▸ Working data
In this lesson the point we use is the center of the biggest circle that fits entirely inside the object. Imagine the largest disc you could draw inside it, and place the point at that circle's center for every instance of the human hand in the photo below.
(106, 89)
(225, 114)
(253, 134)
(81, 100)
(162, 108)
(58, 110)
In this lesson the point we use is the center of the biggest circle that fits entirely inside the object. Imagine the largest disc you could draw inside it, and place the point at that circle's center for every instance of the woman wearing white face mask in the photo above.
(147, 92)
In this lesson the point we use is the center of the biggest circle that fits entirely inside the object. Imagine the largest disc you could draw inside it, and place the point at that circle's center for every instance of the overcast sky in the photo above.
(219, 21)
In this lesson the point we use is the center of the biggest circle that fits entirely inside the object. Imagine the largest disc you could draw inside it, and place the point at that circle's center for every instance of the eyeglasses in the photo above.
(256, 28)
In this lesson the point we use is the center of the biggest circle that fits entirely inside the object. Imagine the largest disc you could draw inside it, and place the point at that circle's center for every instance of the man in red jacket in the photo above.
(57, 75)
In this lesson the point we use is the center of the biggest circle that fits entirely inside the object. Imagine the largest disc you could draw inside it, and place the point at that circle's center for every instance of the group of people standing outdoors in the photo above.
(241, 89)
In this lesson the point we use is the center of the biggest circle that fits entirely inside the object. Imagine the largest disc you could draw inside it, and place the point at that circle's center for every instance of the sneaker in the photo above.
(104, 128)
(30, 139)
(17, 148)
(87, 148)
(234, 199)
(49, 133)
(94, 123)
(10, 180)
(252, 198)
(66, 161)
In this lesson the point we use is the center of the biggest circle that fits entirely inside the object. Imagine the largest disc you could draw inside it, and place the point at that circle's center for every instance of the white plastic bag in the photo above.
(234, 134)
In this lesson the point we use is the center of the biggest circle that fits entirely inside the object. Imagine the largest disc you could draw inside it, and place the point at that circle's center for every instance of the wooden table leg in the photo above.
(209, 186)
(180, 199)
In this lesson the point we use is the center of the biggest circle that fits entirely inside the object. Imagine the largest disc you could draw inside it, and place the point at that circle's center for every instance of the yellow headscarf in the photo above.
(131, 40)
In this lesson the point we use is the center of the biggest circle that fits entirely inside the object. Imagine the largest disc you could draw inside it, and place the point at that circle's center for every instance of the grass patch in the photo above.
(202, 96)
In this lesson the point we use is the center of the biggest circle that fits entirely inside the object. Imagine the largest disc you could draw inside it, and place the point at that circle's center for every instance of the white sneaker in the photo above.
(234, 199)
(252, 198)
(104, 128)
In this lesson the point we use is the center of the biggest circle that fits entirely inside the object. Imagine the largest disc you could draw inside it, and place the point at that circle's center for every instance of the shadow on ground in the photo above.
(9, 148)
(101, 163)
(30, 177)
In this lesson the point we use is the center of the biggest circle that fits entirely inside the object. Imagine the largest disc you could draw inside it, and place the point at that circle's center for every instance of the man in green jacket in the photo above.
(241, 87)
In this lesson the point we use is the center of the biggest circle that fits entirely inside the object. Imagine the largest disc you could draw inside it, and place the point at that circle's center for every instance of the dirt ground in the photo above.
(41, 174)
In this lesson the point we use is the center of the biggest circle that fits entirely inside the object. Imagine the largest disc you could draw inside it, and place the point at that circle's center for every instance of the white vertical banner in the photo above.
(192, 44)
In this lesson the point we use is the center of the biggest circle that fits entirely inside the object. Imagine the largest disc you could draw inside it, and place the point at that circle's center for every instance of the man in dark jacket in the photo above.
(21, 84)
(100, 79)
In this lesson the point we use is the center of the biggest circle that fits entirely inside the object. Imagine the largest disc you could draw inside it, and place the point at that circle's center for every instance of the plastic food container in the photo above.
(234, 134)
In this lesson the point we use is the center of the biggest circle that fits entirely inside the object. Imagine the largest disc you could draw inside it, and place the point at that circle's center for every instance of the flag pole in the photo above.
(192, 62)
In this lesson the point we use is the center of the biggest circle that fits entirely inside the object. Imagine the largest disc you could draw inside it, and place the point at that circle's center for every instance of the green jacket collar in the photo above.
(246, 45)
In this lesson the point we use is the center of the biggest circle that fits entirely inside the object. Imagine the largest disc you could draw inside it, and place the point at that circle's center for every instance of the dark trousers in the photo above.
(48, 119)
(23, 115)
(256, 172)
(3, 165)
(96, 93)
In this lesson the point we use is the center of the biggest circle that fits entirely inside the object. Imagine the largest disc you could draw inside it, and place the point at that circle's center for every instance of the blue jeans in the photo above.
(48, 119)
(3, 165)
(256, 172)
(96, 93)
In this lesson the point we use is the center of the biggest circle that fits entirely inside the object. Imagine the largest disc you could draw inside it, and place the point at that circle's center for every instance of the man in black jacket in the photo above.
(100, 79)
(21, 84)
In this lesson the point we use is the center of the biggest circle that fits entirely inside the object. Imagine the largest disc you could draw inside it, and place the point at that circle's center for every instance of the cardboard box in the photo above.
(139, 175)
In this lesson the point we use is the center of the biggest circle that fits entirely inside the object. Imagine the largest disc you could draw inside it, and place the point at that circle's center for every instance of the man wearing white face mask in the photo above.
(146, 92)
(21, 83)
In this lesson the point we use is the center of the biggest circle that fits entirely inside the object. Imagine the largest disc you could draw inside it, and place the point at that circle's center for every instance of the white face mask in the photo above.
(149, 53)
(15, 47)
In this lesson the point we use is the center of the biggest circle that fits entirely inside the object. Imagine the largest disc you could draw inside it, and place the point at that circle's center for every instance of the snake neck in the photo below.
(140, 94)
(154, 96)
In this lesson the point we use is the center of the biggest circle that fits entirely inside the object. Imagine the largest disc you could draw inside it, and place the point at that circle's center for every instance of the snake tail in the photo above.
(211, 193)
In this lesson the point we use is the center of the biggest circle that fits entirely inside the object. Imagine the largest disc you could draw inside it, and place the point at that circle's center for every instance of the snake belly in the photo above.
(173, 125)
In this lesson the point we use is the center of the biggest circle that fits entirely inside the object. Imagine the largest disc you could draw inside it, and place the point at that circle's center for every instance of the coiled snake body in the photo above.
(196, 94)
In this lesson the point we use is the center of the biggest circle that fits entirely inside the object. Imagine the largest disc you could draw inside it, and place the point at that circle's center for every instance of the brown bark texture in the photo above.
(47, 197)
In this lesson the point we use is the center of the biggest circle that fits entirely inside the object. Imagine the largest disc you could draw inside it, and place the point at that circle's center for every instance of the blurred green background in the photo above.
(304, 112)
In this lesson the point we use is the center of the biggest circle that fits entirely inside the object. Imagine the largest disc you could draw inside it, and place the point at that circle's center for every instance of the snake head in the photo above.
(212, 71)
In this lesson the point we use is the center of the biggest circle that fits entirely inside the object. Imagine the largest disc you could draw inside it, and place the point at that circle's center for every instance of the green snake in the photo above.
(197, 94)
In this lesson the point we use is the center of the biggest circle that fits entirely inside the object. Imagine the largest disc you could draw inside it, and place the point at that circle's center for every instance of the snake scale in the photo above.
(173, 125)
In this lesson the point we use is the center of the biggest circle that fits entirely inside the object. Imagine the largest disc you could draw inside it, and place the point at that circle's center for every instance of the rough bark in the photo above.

...

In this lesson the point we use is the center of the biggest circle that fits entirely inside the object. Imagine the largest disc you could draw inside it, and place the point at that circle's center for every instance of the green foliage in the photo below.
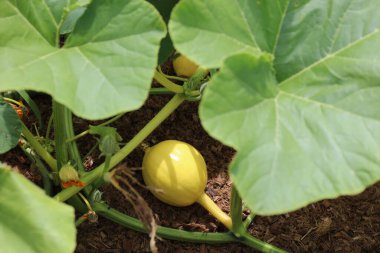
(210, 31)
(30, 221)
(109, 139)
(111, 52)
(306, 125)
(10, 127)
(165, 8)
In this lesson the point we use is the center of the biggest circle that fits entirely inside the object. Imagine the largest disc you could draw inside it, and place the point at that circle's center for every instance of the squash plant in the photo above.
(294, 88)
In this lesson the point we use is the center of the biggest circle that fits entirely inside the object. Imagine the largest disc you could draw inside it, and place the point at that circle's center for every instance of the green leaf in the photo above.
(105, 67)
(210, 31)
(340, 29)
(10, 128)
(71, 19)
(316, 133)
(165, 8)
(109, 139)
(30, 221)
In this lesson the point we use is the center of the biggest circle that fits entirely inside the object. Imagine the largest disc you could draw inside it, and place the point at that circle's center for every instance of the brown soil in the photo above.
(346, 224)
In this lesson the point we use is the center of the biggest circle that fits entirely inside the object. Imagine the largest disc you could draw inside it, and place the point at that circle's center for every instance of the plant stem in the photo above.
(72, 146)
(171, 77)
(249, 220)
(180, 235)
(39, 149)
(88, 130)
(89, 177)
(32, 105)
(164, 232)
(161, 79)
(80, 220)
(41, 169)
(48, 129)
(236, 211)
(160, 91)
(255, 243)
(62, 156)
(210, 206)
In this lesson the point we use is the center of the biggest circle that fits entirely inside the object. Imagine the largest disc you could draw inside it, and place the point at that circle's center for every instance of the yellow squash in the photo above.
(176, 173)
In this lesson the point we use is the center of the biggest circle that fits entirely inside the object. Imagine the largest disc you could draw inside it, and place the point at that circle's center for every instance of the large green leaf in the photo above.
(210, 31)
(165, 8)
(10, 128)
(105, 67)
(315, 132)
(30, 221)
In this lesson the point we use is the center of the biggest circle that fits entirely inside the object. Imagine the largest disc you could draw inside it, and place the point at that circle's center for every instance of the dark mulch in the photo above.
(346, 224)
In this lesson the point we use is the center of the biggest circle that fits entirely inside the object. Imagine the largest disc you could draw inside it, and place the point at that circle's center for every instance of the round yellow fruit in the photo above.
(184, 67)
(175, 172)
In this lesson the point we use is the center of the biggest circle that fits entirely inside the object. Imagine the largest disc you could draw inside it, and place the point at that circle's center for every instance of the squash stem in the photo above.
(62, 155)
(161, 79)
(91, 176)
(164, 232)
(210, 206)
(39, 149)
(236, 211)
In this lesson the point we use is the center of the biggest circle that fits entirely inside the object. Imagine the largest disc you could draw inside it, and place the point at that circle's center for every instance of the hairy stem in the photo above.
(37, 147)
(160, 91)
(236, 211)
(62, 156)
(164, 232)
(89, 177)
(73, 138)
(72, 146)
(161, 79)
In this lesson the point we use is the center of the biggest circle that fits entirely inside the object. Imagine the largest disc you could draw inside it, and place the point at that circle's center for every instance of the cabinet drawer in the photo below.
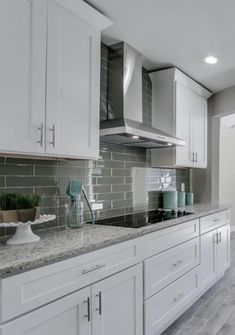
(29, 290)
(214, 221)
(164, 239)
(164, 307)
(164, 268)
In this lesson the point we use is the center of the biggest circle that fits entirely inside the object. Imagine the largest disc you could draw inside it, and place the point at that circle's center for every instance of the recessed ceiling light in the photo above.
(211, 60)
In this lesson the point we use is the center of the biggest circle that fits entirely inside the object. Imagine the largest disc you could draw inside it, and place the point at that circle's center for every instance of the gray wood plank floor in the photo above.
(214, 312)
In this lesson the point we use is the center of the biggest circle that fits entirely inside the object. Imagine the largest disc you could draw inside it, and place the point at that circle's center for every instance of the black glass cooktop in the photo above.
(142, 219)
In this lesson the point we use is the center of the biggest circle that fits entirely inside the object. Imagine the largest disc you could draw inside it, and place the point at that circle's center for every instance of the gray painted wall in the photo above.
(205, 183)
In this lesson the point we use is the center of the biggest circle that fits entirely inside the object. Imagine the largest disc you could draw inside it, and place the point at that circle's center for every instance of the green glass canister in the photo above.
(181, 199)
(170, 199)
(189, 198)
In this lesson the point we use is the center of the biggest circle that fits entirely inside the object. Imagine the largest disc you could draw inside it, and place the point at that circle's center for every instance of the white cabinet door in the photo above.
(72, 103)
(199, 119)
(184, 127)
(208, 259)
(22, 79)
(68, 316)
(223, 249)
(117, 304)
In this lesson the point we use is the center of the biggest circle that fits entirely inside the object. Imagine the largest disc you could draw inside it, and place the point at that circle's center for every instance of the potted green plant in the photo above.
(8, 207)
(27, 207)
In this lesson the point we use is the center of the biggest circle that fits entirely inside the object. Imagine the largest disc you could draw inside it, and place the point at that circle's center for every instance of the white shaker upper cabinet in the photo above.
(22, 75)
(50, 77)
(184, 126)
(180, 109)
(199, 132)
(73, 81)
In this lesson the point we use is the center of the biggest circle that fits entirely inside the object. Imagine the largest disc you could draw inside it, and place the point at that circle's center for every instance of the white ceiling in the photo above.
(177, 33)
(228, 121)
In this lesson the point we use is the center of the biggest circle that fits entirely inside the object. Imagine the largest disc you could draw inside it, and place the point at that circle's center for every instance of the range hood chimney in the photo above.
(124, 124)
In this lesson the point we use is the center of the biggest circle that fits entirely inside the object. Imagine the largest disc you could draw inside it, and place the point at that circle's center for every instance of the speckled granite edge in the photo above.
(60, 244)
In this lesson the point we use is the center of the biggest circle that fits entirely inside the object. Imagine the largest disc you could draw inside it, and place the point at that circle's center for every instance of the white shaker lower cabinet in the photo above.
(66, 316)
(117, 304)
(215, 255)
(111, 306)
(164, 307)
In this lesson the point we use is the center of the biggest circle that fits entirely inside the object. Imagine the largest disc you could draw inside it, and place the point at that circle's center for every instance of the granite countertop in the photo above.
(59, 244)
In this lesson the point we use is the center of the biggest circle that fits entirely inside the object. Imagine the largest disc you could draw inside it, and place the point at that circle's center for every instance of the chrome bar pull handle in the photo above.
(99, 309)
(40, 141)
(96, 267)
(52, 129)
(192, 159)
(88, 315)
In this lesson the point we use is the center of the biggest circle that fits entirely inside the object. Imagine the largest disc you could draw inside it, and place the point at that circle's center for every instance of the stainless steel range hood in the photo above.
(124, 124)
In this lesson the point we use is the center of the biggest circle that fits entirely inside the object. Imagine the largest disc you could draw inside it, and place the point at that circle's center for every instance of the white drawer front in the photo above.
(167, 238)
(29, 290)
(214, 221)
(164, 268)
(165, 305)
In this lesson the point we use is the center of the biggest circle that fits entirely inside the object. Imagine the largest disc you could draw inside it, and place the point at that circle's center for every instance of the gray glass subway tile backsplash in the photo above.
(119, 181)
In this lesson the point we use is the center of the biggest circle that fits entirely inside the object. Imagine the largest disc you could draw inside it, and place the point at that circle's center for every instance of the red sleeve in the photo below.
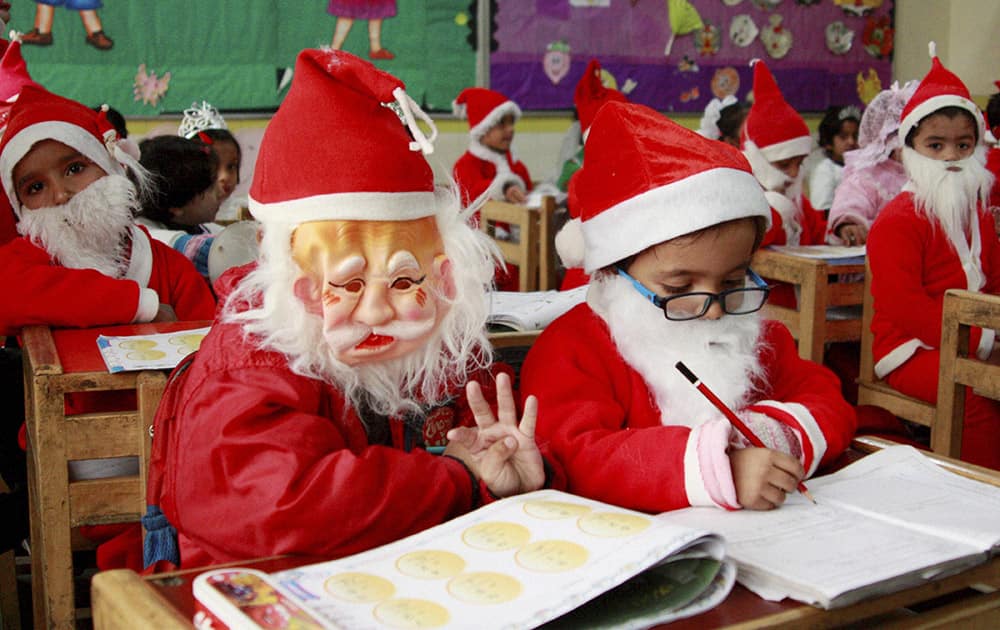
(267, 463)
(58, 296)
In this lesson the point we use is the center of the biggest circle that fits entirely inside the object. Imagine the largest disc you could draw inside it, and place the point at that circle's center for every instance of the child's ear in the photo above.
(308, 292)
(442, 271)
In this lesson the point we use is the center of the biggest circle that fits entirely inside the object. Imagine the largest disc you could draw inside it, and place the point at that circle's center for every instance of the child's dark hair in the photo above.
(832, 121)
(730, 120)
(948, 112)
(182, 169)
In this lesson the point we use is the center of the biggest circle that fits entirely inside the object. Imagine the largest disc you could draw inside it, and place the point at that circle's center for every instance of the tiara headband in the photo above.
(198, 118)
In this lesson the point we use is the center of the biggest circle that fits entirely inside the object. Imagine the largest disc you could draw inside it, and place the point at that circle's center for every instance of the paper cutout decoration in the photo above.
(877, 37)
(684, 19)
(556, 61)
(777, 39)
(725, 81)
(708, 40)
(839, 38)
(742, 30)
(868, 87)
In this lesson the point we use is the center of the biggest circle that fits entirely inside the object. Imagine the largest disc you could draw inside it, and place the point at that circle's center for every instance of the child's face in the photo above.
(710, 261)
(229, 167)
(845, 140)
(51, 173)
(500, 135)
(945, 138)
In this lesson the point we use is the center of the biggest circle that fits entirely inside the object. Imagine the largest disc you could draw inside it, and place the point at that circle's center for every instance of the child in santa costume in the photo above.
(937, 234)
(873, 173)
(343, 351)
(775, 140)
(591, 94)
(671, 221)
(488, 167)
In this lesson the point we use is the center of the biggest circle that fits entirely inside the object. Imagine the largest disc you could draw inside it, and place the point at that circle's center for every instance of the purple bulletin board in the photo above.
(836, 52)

--

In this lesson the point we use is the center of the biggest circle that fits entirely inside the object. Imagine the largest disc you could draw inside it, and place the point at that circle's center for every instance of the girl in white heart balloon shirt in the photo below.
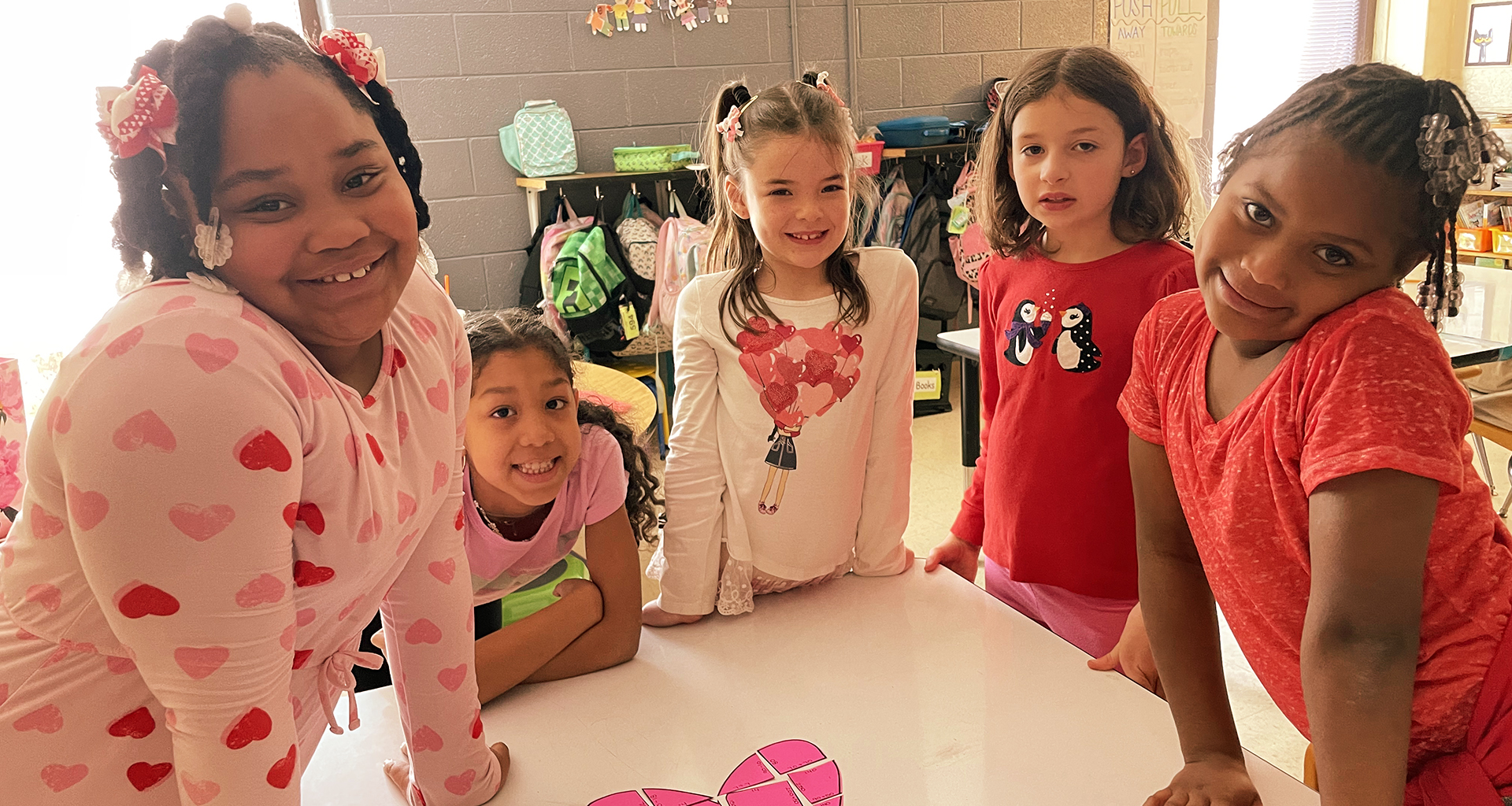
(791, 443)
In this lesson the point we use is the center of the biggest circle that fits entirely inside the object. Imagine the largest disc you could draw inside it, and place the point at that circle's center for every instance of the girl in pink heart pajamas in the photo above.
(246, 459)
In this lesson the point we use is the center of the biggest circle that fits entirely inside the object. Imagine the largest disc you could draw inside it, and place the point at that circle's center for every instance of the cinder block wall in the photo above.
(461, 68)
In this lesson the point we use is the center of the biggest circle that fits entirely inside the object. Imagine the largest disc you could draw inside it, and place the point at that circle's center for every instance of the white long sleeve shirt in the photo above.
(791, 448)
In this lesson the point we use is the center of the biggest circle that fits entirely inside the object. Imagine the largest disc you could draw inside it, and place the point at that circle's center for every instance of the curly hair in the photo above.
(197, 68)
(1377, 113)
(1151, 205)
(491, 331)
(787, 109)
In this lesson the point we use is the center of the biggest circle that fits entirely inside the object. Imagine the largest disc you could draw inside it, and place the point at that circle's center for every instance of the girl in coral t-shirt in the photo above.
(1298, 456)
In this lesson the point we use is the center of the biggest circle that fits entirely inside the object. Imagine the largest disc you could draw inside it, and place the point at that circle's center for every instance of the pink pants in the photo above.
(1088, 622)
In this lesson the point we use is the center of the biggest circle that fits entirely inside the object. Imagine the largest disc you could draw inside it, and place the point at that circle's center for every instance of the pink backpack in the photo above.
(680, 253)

▸ Exercise
Which of the lines above contain the word "pink"? Report each of them in full, word for word.

▸ Expected answer
In this lesson the point we use is the center of the biggest circle that fits entirely inside the object. Imagine the largest disc you could draw inside it, and place the point at that circle's center for every instance of the girl in pink heart pajamas in the photo above.
In this lesson the point we use is the center of the biggest circle that fits entirely inside the object. Imagine the largest disc you could draw inside it, and place the point at that circle's center for every instance of the pink pants in the photo above.
In this lesson the point we use is the center of the biggest circle that fits entirely inside the object. Imagine the largest disc you could draw inside it, and place the point at that circle's center for every instance of the pink backpack in the photo above.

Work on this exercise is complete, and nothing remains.